### LIST OF TASKS
- A) In the excerpt on first-quarter 2015 financial results, how much SG&A cost did the acquisition of CCC Medical Devices add?
- B) Write a continuation of the first-quarter 2015 financial results excerpt, starting after its final sentence about RD&E costs.

Gross profit of $52.4 million for the first quarter of 2015 decreased $5.2 million or 9% in comparison to the prior year period. Similarly, gross profit as a percentage of sales decreased 50 basis points to 32.5% in comparison to the first quarter of 2014. These decreases were primarily a result of the lower sales volume during the quarter, as well as a higher sales mix of lower margin products and the impact of contractual price concessions granted to our customers in exchange for long-term agreements.
Selling, general and administrative ("SG&A") expenses for the first quarter of 2015 increased $0.9 million or 4% in comparison to the prior year period. This increase is primarily attributable to the acquisition of CCC Medical Devices, which added $0.7 million of SG&A costs, as well as higher general and administrative expenses, and legal fees, which includes intellectual property related costs. The impact of these increases was partially offset by lower performance-based compensation, which reflects the lower revenue and adjusted operating income during the quarter.
Net research, development and engineering ("RD&E") costs for the 2015 first quarter decreased $1.0 million or 7% in comparison to the prior year period. This decrease in expenses was primarily due to lower design verification testing ("DVT") costs incurred in connection with the development of our Algovita Spinal Cord Stimulation ("SCS") system, as well as lower performance-based compensation. This reduction in expenses was partially offset by lower customer cost reimbursements due to the timing of the achievement of milestones related to development projects, as well as the expiration of certain government grants in the second half of 2014.

### RECORD EXCERPTS
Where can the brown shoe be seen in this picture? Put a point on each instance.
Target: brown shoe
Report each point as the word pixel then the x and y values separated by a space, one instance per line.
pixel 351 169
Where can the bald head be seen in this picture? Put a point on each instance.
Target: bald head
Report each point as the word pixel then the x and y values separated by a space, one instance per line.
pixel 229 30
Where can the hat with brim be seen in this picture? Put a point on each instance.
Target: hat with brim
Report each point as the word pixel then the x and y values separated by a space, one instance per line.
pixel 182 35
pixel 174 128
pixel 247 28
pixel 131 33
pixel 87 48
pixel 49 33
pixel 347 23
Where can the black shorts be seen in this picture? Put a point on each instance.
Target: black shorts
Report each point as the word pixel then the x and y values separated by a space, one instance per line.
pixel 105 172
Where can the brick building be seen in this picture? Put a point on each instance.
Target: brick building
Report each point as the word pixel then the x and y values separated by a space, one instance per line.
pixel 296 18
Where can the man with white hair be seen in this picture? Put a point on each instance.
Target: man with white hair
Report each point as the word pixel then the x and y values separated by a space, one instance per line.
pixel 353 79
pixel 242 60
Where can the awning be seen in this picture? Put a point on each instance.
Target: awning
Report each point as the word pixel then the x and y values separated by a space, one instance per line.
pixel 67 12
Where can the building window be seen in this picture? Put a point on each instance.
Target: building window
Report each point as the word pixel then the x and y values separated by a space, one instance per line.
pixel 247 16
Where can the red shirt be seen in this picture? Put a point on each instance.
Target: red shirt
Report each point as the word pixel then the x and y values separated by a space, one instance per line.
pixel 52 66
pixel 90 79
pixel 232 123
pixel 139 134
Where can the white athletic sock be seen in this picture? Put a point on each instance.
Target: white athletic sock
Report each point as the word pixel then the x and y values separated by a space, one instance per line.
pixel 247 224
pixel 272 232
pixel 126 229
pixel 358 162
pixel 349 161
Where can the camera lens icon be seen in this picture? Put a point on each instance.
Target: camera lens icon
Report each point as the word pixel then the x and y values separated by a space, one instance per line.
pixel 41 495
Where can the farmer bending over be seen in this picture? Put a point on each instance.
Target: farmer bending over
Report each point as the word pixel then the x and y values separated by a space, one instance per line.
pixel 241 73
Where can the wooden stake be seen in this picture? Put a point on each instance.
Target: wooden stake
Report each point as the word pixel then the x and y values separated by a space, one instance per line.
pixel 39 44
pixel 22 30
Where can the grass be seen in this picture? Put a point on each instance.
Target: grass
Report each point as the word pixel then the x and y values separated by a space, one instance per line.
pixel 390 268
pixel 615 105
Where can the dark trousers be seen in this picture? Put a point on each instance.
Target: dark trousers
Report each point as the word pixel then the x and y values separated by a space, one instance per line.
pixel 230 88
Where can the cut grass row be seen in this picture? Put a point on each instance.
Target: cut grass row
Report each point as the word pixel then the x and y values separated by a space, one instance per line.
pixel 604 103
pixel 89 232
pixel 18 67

### RESPONSES
- A) $0.7 million

- B)
GAAP operating income for the first quarter of 2015 decreased 58% to $9.4 million. This decrease was primarily due to lower gross profit and an increase in consolidation and optimization costs, which are included in other operating expenses, net. Adjusted operating income, which excludes these consolidation and optimization costs, decreased $5.1 million, or 23%, to $17.2 million. Refer to Table A at the end of this release for a reconciliation of adjusted operating income to GAAP operating income and the "Use of Non-GAAP Financial Information" section below.
The 2015 first quarter GAAP effective tax rate was 18.5% compared to 32.4% for the same period of 2014. This decrease was primarily attributable to $0.8 million of discrete tax items recorded during the 2015 first quarter, due to the settlement of tax audits, as well as higher income in lower tax rate jurisdictions. The 2015 and 2014 first quarter GAAP effective tax rates do not include the benefit of the Federal R&D tax credit, but we assume the benefit of this credit when calculating our adjusted diluted EPS. If enacted, the R&D tax credit would benefit the current year GAAP provision for income taxes by approximately $1.6 million or $400 thousand per quarter and would be recognized in the quarter the legislation is enacted.
GAAP and adjusted diluted EPS for the first quarter of 2015 were $0.31 and $0.54, respectively, compared to $0.58 and $0.54 for the first quarter of 2014. Refer to Table B at the end of this release for a reconciliation of adjusted net income to GAAP net income and the "Use of Non-GAAP Financial Information" section below.
Cash flows provided by operating activities for the first quarter of 2015 of $7.3 million increased 5% in comparison to the first quarter of 2014. This quarter over quarter increase was primarily due to lower working capital levels partially offset by lower net income. Our first quarter 2015 capital expenditures were $15.4 million compared to prior year first quarter capital expenditures of $6.0 million primarily due to our investments in capacity and capabilities including transferring our portable medical product manufacturing to a new facility in Tijuana Mexico. During the first quarter of 2015, we repaid $2.5 million of our long-term debt.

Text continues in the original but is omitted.